**Reading passage:**
<<<<
1978 IMO Problems/Problem 6

Problem

An international society has its members from six different countries. The list of members has 1978 names, numbered $1, 2, \ldots, 1978$ . Prove that there is at least one member whose number is the sum of the numbers of two (not necessarily distinct) members from his own country.

Solution

Suppose the contrary. Then there exists a partition of $\{1,2,3,\ldots, 1978\}$ into 6 difference-free subsets $A,B,C,D,E,F$ . A set S is difference-free if there are not $x,y,z \in S$ such that x = y - z.

By the Pigeonhole principle, one of these subsets, say $A$ , has a minimum of $\left \lfloor \frac{1978}{6}\right \rfloor +1 = 330$ members, $a_1 < a_2 < \ldots < a_{330}$ . Since $A$ is difference-free, each of the $329$ differences $a_{330} - a_1, a_{330} - a_2, \ldots, a_{330} - a_{329}$ cannot belong to $A$ , and so must belong to one of $B, C, D, E, F$ .

One of these subsets, say $B$ , has a minimum of $\left \lfloor \frac{329}{5}\right \rfloor +1 = 66$ members, $b_1 < b_2 < \ldots < b_{66}$ . Since $A$ and $B$ are difference-free, each of the $65$ differences $b_{66} - b_1, b_{66} - b_2, \ldots, b_{66} - b_{65}$ cannot belong to one of $A, B$ , and so must belong to one of $C, D, E, F$ .

One of these subsets, say $C$ , has a minimum of $\left \lfloor \frac{65}{4}\right \rfloor +1 = 17$ members, $c_1 < c_2 < \ldots < c_{17}$ . Since $A, B, C$ are difference-free, each of the $16$ differences $c_{17} - c_1, c_{17} - c_2, \ldots, c_{17} - c_{16}$ cannot belong to one of $A, B, C$ , and so must belong to one of $D, E, F$ .
>>>>
**Problem 1:** In the proof about the international society, why can none of the 329 differences formed by subtracting each smaller member of A from its largest member belong to A? Answer in one to three sentences.

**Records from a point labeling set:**
<<<<
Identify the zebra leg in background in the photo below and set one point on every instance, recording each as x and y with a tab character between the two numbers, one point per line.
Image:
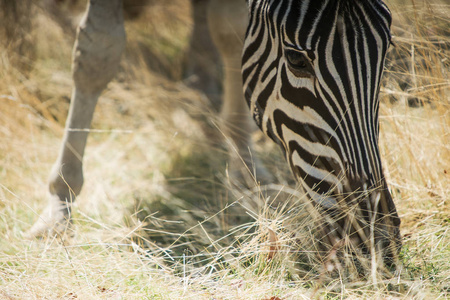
96	55
227	23
201	69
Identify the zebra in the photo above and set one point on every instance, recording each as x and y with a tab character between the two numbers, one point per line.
311	75
311	72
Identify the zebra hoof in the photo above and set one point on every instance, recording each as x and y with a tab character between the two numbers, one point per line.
54	220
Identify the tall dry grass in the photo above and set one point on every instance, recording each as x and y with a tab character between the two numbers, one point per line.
156	218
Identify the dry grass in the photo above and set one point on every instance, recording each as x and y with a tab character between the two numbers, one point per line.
155	219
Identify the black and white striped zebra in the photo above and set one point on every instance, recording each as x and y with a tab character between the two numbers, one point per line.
311	73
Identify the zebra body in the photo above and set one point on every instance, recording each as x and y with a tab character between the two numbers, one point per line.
311	74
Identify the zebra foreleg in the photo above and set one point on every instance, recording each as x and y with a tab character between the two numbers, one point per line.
96	55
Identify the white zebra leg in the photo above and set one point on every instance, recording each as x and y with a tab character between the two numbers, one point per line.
96	55
227	23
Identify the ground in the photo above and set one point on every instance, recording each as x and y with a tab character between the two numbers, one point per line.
157	217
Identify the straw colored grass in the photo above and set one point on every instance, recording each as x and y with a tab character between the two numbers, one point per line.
157	219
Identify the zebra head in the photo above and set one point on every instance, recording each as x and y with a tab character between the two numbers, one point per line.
311	74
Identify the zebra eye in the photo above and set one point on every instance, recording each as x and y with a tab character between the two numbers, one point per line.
296	59
298	63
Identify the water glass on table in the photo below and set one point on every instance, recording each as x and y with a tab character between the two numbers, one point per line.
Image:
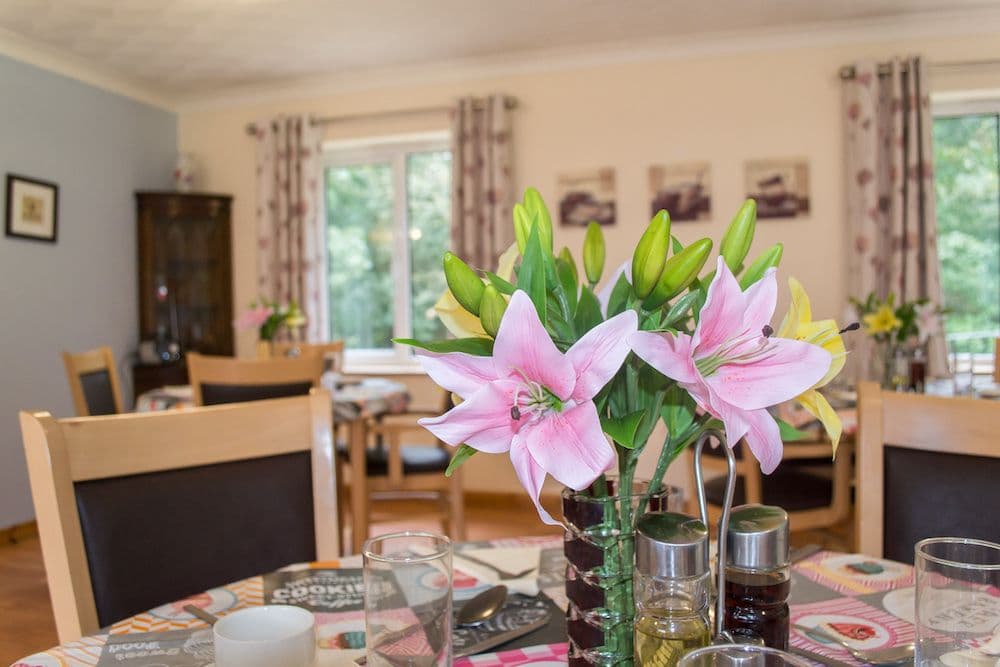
408	618
957	602
740	655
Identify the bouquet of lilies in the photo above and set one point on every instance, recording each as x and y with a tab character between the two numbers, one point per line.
269	317
897	325
569	376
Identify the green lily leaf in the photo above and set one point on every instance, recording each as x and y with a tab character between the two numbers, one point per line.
791	434
678	412
463	454
481	347
566	273
531	277
622	429
678	310
588	312
501	285
619	296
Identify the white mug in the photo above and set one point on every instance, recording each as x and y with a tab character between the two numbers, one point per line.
265	637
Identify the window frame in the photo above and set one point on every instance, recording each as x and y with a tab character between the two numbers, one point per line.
957	106
392	150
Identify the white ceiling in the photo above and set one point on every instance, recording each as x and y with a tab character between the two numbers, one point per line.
195	47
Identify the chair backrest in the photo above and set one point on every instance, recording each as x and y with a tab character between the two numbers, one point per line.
927	467
140	510
218	380
93	381
332	352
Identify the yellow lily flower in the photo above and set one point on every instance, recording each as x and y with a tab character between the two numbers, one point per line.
798	325
883	320
460	322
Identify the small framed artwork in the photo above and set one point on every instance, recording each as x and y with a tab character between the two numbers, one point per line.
781	187
682	190
32	208
585	196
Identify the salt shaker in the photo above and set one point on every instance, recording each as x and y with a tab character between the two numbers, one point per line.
672	588
758	575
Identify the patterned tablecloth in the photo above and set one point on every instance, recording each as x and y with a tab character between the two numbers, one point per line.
370	397
867	601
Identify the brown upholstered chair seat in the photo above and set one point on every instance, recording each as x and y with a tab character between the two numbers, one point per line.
790	487
416	459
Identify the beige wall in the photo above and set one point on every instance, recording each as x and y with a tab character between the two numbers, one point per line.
723	109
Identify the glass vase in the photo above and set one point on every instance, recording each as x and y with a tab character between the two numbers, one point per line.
599	548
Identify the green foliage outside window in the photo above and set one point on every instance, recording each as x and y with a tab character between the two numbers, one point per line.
966	175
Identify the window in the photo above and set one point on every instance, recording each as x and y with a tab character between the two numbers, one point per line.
388	211
967	176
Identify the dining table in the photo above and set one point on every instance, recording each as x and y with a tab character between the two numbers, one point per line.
356	404
867	601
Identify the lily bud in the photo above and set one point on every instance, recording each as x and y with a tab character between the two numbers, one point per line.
536	208
522	226
463	282
650	255
739	235
678	272
766	260
491	310
593	253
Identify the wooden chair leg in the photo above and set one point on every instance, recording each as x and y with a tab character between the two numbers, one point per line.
456	513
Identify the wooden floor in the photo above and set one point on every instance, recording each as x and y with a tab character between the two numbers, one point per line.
26	624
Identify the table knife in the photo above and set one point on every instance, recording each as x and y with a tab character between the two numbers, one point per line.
818	657
503	638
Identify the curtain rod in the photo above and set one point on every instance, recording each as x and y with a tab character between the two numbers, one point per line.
885	69
509	103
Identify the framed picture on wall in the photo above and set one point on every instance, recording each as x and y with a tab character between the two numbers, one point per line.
587	195
781	187
682	190
32	208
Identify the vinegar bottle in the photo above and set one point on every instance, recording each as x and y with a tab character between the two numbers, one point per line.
758	575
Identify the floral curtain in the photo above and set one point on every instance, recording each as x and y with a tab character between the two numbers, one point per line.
890	192
482	183
290	247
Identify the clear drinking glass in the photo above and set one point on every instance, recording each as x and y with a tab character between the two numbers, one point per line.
740	655
408	599
957	602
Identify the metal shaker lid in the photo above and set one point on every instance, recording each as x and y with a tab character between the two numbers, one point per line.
757	537
672	545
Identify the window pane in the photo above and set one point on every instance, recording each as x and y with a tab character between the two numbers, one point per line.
359	244
966	172
428	184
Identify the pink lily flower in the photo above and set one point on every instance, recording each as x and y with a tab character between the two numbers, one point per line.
>>>>
**Problem 2:** Report how many lines of the records contain the string "below", matching case exactly. Give only the number.

**Result 1:** A is difference-free, so it holds no three members x, y, z with x = y − z. If one of those differences were in A, it would be a member of A equal to the difference of two other members of A. So each difference must belong to one of B, C, D, E, F.

**Result 2:** 2